═══ TEXTE FOURNI

Moins de colombes à la Fed

par Caroline Newhouse-Cohen, économiste chez BNP Paribas

À quelques semaines de la prochaine allocution du Président Bernanke devant le Congrès, la Réserve fédérale américaine se réunira les 25 et 26 janvier. A cette occasion, elle réactualisera ses prévisions trimestrielles pour la première fois depuis l’introduction de la deuxième vague d’assouplissement monétaire (QE2) en novembre 2010. Depuis le dernier Comité de Politique Monétaire (FOMC) de décembre, la situation économique a peu évolué. Selon le Beige Book, publié le 13 janvier, l’activité a continué de progresser modestement à travers les Etats-Unis.

Plus généralement, dans le secteur manufacturier, le commerce de détail et les services non financiers, à l’exception des transports, les conditions économiques ont été meilleures que dans l’immobilier et les services financiers. Concernant les prix, la plupart des régions ont signalé des tensions accrues sur les coûts de production mais une faible propension à répercuter celles-ci dans les prix de vente, compte tenu des pressions concurrentielles. Enfin, dans la plupart des régions, les conditions sur le marché du travail semblent s’améliorer quelque peu, sans pratiquement de tension salariale. Sur l’ensemble du territoire, l’emploi se redresse modestement, dans un ou plusieurs secteurs selon les régions.

Par ailleurs, la composition du FOMC va changer en janvier. En effet, le mandat annuel de quatre de ses membres (les présidents des Réserves de Cleveland, Boston, Saint Louis et du Kansas) arrive à échéance. Ils seront remplacés par de nouveaux présidents (ceux des Réserves de Chicago, Philadelphie, Dallas et Minneapolis), dont deux en particulier (M. Fischer de Dallas et M. Plosser de Philadelphie) sont réputés plus circonspects à l’égard du QE2 et de ses effets sur l’économie réelle et les prix que leurs prédécesseurs.

En dépit de ce changement, nous n’attendons pas de modification majeure du communiqué publié mercredi. En effet, la Réserve fédérale devrait attendre avant d’envisager de relever ses taux d’intérêt que les conditions sur le marché du travail s’améliorent significativement, avec un recul du taux de chômage sous 9% et une stabilisation des salaires qui puisse freiner le repli de l’inflation sous-jacente. Une telle décision n’interviendrait pas avant 2012.

Dans la zone euro, les ministres de l’Economie et des Finances sont parvenus, en début de semaine, à un compromis a minima concernant les modalités du renforcement du dispositif d’aide aux pays en difficulté, après 2013. Le Fonds européen de Stabilisation financière disposera de fonds supplémentaires (le montant est encore à déterminer) et aurait la possibilité d'acheter des titres de dette des pays assiégés.

══════
═══ LIGNES DE DONNÉES

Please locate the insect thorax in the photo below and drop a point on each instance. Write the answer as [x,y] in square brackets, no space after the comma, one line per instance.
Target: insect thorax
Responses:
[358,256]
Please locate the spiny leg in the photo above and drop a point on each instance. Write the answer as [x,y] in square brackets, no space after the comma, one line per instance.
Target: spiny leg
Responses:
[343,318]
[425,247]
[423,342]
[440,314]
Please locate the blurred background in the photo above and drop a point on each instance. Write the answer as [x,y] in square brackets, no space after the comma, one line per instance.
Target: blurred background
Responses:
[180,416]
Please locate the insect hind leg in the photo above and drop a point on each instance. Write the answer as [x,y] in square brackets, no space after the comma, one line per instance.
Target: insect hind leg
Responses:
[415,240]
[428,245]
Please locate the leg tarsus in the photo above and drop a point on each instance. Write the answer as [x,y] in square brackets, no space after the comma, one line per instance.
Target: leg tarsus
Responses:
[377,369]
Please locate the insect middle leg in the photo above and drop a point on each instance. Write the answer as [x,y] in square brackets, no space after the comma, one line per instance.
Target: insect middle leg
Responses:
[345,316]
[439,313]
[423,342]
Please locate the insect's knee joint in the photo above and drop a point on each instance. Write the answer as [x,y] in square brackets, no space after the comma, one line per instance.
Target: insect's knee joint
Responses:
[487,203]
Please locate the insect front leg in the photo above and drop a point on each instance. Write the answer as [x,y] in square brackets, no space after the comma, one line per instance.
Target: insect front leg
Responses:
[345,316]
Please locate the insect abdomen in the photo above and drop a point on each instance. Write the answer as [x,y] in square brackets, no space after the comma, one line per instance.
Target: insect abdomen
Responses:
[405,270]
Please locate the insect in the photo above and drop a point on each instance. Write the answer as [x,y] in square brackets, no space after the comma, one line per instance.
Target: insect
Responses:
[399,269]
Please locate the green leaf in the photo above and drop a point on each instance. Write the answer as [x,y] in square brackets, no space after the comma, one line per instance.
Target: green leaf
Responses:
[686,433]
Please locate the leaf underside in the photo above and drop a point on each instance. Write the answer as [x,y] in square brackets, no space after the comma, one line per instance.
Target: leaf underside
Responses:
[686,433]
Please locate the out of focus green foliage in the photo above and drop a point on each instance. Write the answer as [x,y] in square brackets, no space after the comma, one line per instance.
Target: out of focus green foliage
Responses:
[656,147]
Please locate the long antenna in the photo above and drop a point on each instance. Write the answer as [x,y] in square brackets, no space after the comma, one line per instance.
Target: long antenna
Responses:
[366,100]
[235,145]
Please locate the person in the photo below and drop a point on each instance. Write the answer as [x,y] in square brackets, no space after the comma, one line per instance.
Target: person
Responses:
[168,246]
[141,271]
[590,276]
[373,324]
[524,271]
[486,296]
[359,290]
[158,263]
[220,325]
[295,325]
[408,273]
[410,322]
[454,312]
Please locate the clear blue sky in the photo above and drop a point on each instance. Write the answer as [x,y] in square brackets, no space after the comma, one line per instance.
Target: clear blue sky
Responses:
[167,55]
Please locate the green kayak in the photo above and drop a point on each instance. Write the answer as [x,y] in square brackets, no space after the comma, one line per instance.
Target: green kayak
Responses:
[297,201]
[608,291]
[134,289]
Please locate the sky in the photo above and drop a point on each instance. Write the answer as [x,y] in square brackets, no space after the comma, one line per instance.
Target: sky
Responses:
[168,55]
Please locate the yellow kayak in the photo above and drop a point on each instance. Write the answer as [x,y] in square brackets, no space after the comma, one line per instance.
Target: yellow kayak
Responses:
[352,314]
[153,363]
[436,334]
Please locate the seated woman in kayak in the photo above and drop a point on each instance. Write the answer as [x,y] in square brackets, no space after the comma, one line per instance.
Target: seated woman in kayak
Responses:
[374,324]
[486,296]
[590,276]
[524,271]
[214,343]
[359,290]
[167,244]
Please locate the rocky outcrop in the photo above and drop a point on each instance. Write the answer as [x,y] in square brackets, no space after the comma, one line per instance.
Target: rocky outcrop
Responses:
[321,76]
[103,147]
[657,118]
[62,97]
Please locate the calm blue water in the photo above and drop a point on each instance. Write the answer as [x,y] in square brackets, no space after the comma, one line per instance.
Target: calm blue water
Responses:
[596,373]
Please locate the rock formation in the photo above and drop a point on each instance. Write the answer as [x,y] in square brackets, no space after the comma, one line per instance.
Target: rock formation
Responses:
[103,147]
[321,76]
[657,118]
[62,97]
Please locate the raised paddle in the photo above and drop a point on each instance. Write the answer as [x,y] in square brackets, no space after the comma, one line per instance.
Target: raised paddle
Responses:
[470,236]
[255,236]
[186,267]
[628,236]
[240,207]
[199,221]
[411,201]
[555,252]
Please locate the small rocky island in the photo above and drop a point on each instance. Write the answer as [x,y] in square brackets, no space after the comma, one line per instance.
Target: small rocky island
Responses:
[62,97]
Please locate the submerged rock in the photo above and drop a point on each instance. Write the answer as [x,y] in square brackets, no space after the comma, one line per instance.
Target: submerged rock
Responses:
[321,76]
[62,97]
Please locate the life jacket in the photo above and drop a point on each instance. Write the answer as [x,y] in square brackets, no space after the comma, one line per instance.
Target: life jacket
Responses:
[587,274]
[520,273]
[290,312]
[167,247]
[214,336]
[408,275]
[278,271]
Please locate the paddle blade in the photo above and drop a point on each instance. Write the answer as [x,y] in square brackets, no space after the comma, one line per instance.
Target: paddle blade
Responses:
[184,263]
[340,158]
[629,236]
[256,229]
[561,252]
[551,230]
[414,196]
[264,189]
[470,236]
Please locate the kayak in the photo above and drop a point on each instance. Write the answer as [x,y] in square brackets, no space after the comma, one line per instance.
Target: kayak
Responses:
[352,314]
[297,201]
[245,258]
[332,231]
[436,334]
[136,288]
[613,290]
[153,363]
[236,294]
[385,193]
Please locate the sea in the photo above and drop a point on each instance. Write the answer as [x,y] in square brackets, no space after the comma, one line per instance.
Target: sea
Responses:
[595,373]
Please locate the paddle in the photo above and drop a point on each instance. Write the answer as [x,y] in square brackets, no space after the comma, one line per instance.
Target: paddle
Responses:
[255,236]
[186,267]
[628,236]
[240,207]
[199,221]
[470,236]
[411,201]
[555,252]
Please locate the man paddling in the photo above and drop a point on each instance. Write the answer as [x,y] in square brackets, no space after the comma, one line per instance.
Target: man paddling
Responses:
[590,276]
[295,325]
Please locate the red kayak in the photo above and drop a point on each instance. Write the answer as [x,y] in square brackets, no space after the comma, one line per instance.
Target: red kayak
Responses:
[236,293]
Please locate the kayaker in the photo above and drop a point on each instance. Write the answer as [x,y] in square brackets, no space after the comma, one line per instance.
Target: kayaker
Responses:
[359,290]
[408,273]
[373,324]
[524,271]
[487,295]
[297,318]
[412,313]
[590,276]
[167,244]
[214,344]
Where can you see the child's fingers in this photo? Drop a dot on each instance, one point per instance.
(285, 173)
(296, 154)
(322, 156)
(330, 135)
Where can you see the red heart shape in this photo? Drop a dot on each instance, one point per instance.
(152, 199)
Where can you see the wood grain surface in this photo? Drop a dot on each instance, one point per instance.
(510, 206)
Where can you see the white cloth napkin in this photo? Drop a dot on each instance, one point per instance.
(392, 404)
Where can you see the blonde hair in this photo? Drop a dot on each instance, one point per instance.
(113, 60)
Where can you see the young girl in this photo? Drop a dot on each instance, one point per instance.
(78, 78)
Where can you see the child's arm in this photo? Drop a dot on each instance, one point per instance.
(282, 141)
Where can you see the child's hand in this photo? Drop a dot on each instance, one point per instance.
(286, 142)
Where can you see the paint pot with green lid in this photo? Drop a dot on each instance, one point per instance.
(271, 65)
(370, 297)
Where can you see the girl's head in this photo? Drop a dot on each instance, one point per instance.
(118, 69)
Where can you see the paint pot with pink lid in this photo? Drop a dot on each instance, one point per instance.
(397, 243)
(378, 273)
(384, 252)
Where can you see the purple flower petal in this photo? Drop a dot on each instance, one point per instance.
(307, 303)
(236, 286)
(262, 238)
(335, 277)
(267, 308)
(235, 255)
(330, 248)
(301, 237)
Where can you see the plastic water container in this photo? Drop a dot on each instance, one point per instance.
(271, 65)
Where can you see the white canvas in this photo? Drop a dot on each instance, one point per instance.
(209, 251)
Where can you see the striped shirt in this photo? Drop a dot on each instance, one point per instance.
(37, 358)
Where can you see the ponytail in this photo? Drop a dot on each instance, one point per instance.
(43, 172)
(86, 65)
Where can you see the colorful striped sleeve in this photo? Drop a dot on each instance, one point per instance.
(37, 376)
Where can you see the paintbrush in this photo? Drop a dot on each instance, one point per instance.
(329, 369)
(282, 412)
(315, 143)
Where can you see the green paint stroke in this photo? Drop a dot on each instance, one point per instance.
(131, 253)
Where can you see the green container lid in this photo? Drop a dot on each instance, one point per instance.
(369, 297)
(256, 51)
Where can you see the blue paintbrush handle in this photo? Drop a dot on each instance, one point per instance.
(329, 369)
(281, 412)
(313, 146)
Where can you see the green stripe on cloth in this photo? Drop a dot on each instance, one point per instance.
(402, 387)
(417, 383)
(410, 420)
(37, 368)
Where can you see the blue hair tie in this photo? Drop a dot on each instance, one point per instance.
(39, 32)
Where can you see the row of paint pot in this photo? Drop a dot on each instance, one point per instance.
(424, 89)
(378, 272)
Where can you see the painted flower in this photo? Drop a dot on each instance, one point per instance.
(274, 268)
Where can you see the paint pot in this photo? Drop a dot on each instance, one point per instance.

══════

▶ _TÂCHE DEMANDÉE_:
D'après le texte fourni, à quelles dates la Réserve fédérale américaine doit-elle se réunir ? Ces entrées constituent un matériau distinct du texte fourni.

▶ _CORRIGÉ DE L'EXERCICE_:
Elle doit se réunir les 25 et 26 janvier.